(Data entries)
◆ ◆ ◆ ◆ ◆
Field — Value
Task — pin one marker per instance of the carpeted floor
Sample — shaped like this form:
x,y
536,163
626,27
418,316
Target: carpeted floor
◆ ◆ ◆ ◆ ◆
Please state how many lines of the data hold the string "floor", with nothing else in your reply.

# RESPONSE AREA
2